• FRAGMENTO DEL TEXTO:
Por: José Antonio Loayza / Artículo publicado en Siglo y Cuarto Documentos Históricos, en abril de 2018.
Abril, 1947. Gerencia de la Patiño Mines & Enterprises Consolidated Inc. Catavi.
— ¡Murió el Rey! ¡Radiograma urgente para el Gerente De Witt C. Deringer!
Simón Iturri Patiño, tenía cuarenta años cuando empezó su fabulosa vida de gran millonario, y ochenta y siete años cuando murió sentado en un paupérrimo sillón de la suite del Hotel Plaza, en el ardiente verano argentino de aquel 20 de abril de 1947. Cuyo fin no entendía nadie ni nadie sabía que el viejo solitario ya no lucharía con la furia de antes ni rompería las tercas e indomables montañas ni desviaría el peso ni el curso gigantesco de los ríos que antes podía detener con sus dos manos, pero eso fue después que se inició como hortelano en la hacienda de los Montaño Virreira y Lanza Prada, y más tarde como modesto empleado en la casa de rescates Fricke, en cuya existencia encontró su escondida apetencia, la fuente de su caudal, y desde entonces afrontó la vida como un invencible empresario, y fundó al iniciar la centuria su primera empresa que era un pábulo de esperanza: La “Sociedad Patiño-Oporto” (1895), y la segunda: La “Empresa Minera La Salvadora, Simón I. Patiño, Uncía” (1902), y convencido que su suerte y su alucinante fortuna fascinaba a la luz del día a todos los poderes, fundó la tercera: La “Patiño Mines & Enterprises Consolidated Inc.,” (1924), y el mundo bursátil divulgó con un soplido de asombro al capitalismo planetario, que Patiño era él nuevo Rey del estaño y del Imperio mineral más grande del mundo tan codiciado por las industrias, las guerras, y los espejismos imposibles.

• REQUISITOS DEL EJERCICIO:
a: Resume en dos oraciones el fragmento sobre Simón I. Patiño.
b: Cita textualmente el fragmento sobre Simón I. Patiño entre "Por: José Antonio" y "Consolidated Inc. Catavi.", ambos incluidos.
c: Enumera todas las empresas que, según el fragmento sobre Simón I. Patiño, fundó Patiño, con el año de cada una.
Las entradas constituyen material independiente del fragmento.

• DATOS REGISTRADOS:
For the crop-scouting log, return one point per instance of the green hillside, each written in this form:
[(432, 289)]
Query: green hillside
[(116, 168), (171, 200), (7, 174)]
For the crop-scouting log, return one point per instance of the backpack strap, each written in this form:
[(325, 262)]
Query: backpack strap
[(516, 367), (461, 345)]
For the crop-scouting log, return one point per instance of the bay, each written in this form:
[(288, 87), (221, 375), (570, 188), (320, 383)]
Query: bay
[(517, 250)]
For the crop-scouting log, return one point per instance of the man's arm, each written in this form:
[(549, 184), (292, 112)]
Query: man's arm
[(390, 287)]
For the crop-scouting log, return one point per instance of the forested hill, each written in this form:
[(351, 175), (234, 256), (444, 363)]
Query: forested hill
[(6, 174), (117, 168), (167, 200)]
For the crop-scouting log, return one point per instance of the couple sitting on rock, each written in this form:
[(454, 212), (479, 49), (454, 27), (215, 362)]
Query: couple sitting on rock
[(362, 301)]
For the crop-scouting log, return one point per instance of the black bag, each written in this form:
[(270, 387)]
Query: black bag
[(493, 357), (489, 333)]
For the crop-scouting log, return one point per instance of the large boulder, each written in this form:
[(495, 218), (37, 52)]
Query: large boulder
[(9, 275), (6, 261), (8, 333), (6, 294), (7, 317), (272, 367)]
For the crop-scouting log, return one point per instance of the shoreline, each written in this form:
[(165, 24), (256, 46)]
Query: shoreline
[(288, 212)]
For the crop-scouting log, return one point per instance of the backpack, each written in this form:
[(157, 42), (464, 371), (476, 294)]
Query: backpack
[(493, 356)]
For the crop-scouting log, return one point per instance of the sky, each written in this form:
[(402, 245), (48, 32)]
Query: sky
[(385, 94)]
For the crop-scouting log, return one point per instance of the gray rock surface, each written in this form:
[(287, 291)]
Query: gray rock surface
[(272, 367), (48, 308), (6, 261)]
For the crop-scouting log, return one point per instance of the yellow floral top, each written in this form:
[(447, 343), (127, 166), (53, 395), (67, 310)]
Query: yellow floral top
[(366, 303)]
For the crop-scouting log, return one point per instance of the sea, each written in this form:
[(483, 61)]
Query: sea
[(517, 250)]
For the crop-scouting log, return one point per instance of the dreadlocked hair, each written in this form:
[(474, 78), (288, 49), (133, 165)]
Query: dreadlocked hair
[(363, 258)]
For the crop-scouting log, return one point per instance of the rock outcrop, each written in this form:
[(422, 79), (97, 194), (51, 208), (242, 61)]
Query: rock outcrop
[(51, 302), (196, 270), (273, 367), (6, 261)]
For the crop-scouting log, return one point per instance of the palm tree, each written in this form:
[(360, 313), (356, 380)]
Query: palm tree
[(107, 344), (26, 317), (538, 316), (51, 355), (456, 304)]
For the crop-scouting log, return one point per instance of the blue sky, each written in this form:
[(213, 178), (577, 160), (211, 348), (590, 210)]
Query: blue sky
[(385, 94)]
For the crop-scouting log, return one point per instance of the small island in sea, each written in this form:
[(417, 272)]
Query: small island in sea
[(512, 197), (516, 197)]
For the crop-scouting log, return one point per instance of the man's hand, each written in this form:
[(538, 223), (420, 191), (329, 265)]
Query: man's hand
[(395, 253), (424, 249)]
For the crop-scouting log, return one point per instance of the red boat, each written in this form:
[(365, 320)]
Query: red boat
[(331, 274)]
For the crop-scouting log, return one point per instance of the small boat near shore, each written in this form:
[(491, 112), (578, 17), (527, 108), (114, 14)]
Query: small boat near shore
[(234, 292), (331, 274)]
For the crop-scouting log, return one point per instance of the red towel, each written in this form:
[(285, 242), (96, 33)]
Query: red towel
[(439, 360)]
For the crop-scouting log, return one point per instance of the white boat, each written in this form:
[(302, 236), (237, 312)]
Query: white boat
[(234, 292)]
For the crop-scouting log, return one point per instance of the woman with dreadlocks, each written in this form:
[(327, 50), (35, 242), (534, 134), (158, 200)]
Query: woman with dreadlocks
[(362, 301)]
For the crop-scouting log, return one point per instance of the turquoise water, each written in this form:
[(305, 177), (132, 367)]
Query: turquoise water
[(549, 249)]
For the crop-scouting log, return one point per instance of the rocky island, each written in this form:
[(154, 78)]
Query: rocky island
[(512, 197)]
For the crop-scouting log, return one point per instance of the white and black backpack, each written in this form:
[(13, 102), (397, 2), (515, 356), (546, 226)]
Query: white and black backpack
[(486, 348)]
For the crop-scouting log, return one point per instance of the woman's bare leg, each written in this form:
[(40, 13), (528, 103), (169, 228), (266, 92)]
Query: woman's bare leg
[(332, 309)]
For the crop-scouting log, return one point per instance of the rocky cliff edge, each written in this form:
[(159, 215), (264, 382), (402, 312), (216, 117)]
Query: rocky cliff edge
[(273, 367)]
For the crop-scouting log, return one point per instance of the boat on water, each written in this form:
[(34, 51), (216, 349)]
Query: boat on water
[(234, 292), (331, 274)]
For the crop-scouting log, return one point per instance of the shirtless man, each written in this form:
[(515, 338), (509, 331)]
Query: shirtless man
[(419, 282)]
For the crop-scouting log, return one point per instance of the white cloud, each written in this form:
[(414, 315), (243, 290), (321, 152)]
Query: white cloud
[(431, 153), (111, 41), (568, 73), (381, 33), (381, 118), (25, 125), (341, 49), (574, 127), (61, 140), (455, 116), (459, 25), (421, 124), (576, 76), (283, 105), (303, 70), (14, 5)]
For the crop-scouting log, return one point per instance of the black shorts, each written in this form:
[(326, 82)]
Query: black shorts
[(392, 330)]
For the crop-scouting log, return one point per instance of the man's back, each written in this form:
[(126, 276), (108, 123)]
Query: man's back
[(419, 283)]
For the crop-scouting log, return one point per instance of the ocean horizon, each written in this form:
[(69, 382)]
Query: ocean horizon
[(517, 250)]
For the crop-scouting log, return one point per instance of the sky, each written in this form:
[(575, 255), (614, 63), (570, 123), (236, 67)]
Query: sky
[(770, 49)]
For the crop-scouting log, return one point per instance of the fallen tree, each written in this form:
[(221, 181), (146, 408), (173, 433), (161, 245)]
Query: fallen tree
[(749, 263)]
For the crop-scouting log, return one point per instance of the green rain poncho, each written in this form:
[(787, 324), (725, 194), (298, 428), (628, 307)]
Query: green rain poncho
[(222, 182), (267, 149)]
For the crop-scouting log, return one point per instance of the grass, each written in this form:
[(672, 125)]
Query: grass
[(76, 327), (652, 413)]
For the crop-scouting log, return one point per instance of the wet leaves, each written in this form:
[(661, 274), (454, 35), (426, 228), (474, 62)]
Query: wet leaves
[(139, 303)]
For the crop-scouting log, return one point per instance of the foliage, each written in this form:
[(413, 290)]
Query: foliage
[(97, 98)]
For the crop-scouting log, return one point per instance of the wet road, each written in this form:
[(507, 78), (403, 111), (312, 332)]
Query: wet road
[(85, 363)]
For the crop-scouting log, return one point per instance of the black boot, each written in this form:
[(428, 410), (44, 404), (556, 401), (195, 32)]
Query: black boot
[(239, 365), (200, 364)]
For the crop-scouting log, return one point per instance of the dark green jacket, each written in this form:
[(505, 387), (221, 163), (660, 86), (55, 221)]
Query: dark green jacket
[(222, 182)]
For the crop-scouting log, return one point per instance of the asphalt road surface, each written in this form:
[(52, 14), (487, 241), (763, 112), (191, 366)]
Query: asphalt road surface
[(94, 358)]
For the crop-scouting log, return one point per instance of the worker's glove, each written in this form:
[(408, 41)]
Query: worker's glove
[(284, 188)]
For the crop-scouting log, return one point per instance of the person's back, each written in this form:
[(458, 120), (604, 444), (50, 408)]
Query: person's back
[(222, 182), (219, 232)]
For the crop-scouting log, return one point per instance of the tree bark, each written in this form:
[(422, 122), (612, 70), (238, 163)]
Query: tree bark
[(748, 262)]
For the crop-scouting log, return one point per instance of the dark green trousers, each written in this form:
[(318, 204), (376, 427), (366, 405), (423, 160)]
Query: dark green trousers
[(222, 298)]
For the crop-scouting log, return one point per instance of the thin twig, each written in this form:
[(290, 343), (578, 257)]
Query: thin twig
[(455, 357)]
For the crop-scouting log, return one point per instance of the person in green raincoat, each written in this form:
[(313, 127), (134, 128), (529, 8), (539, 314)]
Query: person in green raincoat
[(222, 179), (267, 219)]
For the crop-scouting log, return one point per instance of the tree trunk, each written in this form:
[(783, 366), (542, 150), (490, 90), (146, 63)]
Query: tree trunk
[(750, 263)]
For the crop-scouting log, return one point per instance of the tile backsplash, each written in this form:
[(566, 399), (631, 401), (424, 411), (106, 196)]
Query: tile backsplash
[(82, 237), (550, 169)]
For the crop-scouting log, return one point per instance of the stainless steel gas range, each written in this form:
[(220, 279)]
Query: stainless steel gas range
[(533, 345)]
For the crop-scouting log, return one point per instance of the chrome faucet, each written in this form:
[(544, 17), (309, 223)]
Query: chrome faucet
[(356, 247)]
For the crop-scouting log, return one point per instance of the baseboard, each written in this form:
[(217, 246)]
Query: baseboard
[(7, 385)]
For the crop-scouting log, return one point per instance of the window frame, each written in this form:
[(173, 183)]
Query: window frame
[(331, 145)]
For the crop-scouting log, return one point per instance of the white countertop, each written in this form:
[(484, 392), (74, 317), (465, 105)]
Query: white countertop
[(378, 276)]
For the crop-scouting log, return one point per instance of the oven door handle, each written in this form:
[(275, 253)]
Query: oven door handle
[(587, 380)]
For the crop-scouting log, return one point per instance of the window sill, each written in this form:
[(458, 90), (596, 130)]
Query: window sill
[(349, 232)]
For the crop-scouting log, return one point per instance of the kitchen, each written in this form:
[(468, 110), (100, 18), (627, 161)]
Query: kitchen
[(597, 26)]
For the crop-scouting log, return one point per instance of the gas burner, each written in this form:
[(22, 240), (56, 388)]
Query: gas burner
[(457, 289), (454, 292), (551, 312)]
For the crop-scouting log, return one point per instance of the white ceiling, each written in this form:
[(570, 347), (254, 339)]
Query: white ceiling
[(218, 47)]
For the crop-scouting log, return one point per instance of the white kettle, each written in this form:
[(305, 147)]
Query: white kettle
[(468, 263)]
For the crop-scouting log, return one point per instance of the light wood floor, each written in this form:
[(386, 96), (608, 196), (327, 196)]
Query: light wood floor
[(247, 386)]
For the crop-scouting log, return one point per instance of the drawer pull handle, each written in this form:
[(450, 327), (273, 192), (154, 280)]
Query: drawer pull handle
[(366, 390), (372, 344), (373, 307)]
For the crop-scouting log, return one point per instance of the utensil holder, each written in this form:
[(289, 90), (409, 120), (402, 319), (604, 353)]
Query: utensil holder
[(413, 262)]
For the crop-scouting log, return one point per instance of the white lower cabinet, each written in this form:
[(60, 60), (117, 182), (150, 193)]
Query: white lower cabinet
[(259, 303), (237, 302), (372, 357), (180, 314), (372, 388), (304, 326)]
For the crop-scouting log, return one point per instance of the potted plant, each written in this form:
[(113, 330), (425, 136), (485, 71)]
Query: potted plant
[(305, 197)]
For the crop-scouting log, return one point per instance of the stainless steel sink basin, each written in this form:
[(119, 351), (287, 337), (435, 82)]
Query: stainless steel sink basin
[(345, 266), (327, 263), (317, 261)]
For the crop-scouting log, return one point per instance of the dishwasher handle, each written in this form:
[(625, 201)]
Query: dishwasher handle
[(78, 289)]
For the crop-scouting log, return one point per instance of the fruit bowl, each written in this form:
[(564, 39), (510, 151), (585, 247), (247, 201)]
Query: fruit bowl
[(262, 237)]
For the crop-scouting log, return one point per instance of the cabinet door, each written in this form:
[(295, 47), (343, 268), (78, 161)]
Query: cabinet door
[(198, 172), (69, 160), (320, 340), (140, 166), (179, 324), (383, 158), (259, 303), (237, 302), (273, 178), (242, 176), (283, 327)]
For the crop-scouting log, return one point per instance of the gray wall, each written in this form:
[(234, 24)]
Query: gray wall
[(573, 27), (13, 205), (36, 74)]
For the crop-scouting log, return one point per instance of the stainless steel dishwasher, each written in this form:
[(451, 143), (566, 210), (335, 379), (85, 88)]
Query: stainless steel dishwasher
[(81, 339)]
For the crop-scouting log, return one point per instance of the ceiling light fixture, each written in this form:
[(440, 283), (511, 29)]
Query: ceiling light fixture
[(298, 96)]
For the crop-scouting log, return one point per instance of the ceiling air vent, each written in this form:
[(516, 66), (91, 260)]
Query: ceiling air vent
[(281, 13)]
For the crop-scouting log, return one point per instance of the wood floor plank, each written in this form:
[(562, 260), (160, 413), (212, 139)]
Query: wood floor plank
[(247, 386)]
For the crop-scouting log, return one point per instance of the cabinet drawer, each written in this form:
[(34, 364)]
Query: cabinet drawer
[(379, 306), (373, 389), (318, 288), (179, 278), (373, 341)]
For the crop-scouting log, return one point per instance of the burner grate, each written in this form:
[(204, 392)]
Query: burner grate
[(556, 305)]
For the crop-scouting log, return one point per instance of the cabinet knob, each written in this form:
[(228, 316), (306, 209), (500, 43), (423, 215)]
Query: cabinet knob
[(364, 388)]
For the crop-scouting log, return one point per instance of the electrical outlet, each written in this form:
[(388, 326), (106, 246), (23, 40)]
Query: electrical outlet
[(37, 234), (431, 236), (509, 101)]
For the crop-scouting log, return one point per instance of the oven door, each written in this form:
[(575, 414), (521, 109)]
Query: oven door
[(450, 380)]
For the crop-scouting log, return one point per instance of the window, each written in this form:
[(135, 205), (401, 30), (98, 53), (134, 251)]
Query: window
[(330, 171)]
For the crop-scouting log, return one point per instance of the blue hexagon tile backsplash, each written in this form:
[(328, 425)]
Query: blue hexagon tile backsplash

• SOLUCIONES:
a: Simón Iturri Patiño murió a los ochenta y siete años, el 20 de abril de 1947, sentado en un sillón de la suite del Hotel Plaza, después de haber comenzado como hortelano en una hacienda y luego como empleado en la casa de rescates Fricke. Fundó la Sociedad Patiño-Oporto (1895), la Empresa Minera La Salvadora (1902) y la Patiño Mines & Enterprises Consolidated Inc. (1924), y el mundo bursátil lo proclamó el nuevo Rey del estaño.

b:
Por: José Antonio Loayza / Artículo publicado en Siglo y Cuarto Documentos Históricos, en abril de 2018.
Abril, 1947. Gerencia de la Patiño Mines & Enterprises Consolidated Inc. Catavi.

c:
- Sociedad Patiño-Oporto (1895)
- Empresa Minera La Salvadora, Simón I. Patiño, Uncía (1902)
- Patiño Mines & Enterprises Consolidated Inc. (1924)